:: Request ::
Exactly reproduce the line containing "[locate] floodwater (one point per instance)" together with every line after it, through the end of the entries, and give nothing more.

Dataset rows:

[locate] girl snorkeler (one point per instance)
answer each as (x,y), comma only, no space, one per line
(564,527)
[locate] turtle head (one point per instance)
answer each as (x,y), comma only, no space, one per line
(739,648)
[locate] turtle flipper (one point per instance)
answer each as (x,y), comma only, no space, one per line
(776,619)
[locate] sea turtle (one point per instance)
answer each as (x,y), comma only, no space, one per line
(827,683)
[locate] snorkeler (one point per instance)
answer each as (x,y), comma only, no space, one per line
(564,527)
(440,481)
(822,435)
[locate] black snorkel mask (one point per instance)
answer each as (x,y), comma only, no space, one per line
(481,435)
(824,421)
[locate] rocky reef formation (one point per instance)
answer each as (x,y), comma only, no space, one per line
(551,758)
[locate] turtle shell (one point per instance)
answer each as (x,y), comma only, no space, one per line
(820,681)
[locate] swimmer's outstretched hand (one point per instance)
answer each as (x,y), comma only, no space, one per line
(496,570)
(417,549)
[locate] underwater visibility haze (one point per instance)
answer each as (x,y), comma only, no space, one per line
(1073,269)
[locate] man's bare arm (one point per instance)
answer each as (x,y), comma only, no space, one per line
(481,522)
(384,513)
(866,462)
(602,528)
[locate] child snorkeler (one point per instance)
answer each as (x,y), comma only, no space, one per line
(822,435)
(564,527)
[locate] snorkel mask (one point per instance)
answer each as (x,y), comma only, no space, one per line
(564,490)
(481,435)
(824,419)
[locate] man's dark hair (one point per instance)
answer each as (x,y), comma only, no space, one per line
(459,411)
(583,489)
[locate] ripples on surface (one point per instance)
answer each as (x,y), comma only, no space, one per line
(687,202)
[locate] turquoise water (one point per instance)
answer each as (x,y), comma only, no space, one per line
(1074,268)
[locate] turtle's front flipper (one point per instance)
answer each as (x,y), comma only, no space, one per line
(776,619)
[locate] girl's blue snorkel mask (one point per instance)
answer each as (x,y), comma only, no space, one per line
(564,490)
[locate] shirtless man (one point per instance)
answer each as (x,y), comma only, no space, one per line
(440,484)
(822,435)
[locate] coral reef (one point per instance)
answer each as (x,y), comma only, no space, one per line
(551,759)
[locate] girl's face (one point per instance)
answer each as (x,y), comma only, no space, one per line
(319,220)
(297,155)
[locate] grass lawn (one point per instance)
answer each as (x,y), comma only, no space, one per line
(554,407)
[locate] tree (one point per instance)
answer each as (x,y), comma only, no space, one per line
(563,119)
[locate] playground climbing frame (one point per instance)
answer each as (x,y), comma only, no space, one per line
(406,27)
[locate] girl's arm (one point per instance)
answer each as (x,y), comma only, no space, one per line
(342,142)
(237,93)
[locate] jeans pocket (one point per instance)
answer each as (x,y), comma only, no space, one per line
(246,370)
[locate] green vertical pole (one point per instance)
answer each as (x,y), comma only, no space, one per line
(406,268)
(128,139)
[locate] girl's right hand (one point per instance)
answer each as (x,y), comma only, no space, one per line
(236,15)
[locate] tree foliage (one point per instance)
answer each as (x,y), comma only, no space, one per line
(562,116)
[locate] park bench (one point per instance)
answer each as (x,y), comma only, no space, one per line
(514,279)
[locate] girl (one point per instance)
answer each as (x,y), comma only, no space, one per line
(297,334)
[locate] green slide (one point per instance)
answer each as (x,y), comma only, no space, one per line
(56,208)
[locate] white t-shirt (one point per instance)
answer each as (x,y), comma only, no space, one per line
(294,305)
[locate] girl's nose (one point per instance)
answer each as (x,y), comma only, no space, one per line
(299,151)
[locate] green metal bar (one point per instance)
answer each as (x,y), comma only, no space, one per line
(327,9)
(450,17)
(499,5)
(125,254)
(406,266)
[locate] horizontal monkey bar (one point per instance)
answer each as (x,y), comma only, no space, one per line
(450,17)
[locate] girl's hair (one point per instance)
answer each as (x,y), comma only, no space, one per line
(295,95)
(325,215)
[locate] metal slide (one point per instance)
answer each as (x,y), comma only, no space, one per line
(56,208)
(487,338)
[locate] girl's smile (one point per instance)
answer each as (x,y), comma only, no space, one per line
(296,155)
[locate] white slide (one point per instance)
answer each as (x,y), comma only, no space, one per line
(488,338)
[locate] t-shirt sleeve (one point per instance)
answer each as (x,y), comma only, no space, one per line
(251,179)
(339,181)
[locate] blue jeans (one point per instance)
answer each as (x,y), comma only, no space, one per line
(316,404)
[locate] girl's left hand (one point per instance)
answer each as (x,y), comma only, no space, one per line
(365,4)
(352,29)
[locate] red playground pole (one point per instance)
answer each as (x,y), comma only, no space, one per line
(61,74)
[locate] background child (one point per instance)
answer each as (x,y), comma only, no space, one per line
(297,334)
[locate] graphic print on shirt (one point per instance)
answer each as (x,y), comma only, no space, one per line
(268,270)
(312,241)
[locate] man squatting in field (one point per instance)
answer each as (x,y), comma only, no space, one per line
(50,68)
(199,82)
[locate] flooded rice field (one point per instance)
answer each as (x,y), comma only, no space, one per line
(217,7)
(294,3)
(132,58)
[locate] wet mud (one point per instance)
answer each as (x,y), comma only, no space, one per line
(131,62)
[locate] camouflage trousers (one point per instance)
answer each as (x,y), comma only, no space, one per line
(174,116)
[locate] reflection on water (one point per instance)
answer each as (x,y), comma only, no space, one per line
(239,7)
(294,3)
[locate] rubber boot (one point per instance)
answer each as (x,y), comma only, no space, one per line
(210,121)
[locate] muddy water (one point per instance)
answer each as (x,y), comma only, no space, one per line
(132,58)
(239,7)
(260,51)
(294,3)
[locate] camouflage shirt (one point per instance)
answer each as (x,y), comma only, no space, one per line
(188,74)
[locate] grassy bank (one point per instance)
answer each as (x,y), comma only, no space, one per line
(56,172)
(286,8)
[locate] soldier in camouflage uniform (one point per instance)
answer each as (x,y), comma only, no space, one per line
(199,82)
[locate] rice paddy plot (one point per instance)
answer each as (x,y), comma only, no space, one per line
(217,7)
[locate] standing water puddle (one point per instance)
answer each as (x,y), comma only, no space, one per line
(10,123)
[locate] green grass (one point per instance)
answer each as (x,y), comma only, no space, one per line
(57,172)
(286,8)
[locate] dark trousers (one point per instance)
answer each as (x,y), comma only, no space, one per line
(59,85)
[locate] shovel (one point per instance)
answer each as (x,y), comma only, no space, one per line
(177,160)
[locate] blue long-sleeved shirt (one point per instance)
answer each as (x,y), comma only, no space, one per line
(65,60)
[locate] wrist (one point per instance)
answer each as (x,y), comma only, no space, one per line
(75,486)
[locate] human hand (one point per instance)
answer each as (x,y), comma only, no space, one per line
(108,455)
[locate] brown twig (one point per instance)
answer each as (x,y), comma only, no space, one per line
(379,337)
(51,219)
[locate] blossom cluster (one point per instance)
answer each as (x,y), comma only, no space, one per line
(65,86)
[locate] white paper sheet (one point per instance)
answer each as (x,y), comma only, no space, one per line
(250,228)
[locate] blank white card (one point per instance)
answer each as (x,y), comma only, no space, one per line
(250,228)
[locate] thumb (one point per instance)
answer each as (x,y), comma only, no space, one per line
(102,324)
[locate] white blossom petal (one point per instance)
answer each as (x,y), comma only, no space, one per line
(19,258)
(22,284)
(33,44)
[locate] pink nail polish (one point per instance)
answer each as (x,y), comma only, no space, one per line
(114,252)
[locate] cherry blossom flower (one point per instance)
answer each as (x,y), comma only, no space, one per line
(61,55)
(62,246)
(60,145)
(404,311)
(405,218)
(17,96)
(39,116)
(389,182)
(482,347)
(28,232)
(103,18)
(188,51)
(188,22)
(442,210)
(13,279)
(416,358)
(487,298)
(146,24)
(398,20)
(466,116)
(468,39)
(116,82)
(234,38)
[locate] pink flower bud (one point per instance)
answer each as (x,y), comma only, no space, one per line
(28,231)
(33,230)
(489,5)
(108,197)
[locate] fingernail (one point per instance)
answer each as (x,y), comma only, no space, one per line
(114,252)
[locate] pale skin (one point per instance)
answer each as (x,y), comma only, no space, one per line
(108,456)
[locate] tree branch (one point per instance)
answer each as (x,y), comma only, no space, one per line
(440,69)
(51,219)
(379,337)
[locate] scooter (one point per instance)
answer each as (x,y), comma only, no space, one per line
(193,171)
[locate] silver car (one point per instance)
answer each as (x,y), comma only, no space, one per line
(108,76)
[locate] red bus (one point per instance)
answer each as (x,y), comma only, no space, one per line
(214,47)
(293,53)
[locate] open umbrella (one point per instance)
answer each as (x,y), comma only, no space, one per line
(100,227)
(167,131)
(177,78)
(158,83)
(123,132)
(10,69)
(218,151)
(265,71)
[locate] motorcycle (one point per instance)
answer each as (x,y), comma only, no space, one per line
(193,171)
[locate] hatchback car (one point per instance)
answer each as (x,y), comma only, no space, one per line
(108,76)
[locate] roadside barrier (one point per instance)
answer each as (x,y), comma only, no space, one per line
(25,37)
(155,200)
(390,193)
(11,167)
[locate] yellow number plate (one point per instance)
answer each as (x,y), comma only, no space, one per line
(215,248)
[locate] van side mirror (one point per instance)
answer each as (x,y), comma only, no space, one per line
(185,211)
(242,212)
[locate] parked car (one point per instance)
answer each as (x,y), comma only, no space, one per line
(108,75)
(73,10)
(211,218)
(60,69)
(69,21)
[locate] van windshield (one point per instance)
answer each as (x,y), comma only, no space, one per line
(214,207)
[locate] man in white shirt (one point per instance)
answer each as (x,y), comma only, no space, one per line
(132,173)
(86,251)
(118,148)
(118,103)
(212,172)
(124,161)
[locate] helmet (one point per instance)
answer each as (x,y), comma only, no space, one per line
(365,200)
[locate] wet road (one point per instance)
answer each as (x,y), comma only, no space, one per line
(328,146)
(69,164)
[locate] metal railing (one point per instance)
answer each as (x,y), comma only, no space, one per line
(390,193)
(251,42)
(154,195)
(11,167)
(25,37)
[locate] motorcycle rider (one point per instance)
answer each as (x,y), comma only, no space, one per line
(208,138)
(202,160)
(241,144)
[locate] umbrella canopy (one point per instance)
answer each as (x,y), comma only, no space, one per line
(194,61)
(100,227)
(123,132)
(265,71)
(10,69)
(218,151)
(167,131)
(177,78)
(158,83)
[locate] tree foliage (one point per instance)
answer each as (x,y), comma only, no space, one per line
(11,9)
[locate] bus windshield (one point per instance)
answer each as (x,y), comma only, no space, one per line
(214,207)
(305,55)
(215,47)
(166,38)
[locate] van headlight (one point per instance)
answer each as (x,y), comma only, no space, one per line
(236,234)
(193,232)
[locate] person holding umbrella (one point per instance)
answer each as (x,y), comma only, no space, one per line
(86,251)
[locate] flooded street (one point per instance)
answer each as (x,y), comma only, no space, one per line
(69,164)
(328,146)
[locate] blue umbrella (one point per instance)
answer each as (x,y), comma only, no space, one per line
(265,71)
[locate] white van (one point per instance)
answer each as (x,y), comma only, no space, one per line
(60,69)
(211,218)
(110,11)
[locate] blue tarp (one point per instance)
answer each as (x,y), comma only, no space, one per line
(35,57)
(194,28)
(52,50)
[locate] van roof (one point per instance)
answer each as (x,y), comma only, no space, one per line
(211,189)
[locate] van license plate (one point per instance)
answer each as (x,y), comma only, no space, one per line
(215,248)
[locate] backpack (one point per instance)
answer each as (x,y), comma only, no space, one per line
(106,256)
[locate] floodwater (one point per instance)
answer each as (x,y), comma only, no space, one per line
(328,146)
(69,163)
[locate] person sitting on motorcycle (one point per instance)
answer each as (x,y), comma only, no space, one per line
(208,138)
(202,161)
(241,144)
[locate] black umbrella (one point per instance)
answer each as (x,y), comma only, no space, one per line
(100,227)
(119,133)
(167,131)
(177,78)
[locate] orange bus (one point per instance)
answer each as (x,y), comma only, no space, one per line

:: Exercise output ::
[locate] floodwater (one point per instance)
answer each as (x,y), comma only, no space, one per line
(328,146)
(69,163)
[locate] person sitting on motorcycle (one point per instance)
answer each as (x,y), comma only, no space, one per line
(208,138)
(202,161)
(241,144)
[locate] black umbrella (one point per instance)
answer each as (x,y), comma only, no space, one per line
(100,227)
(119,133)
(167,131)
(177,78)
[locate] orange bus (one point per instance)
answer each as (x,y), comma only, no space, one per line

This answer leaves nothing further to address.